- Rangkaian Tugas:
1: Jawablah pertanyaan berikut berdasarkan kutipan tentang pengertian dalam agama Buddha, dengan menandai setiap jawaban memakai huruf yang sama.
(a) Siapa penyusun Intisari Agama Buddha?
(b) Apa terjemahan "Buddhang saranang gacchami"?
(c) Apa arti 'Berlindung kepada Sang Buddha' menurut kutipan itu?
2: Lanjutkan kutipan tentang pengertian dalam agama Buddha, dimulai tepat setelah kalimat terakhirnya.

- Kutipan Dokumen:
Bab III – Beberapa Pengertian Dalam Agama Buddha

INTISARI AGAMA BUDDHA

Penyusun : Pandita S. Widyadharma

 

BAB III – BEBERAPA PENGERTIAN DALAM AGAMA BUDDHA

 


 

1. PARITTA

  1. Vandana
    Namo Tassa Bhagavato Arahato Samma-Sambuddhassa = Terpujilah Sang Bhagava Yang Maha Pengasih, Maha Suci dan Maha Bijaksana.
  2. Tisarana
    Buddhang saranang gacchami = Kami berlindung kepada Sang Buddha.
    ‘Berlindung kepada Sang Buddha’ berarti mencontoh sifat-sifat yang baik yang terdapat pada diri seorang Buddha.
    Dhammang saranang gacchami = Kami berlindung kepada Dhamma.

- Data Tersimpan:
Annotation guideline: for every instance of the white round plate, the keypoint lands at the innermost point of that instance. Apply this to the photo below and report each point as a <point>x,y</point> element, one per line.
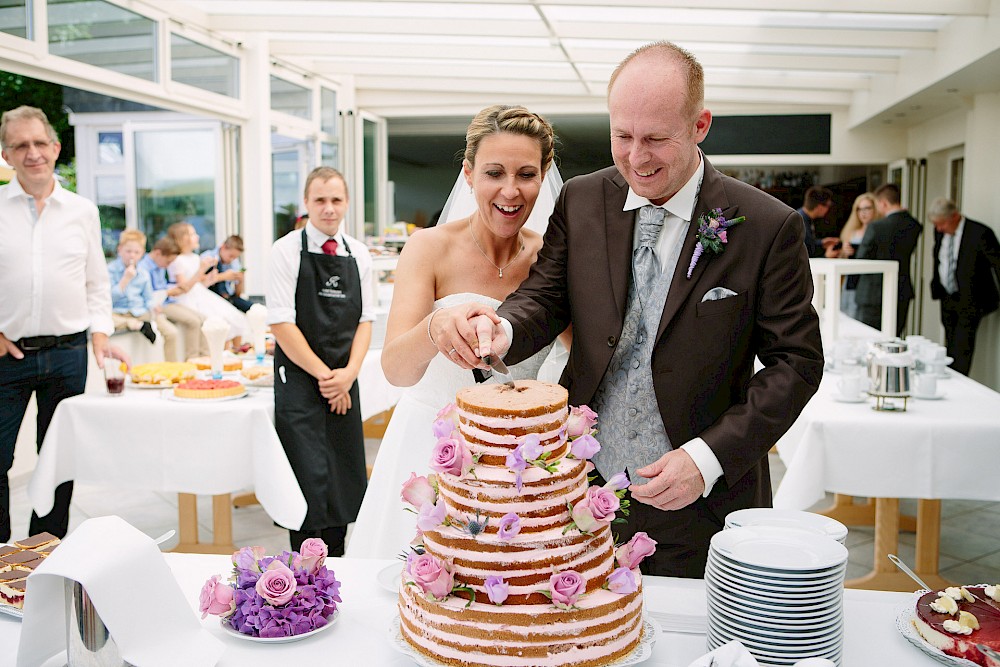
<point>650,632</point>
<point>389,577</point>
<point>904,623</point>
<point>179,399</point>
<point>779,549</point>
<point>278,640</point>
<point>769,516</point>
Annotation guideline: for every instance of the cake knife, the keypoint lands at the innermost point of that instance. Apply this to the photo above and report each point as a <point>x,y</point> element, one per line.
<point>500,369</point>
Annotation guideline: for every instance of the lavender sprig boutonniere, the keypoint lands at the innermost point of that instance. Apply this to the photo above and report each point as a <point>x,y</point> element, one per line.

- Jawaban Setiap Tugas:
1:
(a) Pandita S. Widyadharma.
(b) Kami berlindung kepada Sang Buddha.
(c) Mencontoh sifat-sifat yang baik yang terdapat pada diri seorang Buddha.

2:
    ‘Berlindung kepada Dhamma’ berarti bahwa kita berusaha untuk melaksanakan Ajaran Sang Buddha dalam kehidupan kita sehari-hari, sehingga dengan demikian kita akan terhindar dari hal-hal yang tidak baik.
    Sanghang saranang gacchami = Kami berlindung kepada Sangha.
    ‘Berlindung kepada Sangha’ berarti bahwa kita menganggap Sangha sebagai guru dan mentaati ajaran yang diberikan oleh bhikkhu-bhikkhu yang telah mencapai tingkat kesucian.
    Yang dimaksud di sini ialah bahwa kita berlindung kepada Ariya Sangha yaitu pasamuan mereka yang telah mencapai tingkat kesucian.
  3. Pancasila
    • Pänätipätä veramani sikkhäpadang samädiyämi = Aku bertekad akan melatih diri menghindari pembunuhan mahluk hidup.
      Untuk dapat digolongkan ‘pembunuhan’ harus memenuhi syarat-syarat sbb. :

      1. Adanya satu mahluk.
      2. Sadar bahwa itu mahluk.
      3. Niat untuk membunuh.
      4. Langkah-langkah perbuatan.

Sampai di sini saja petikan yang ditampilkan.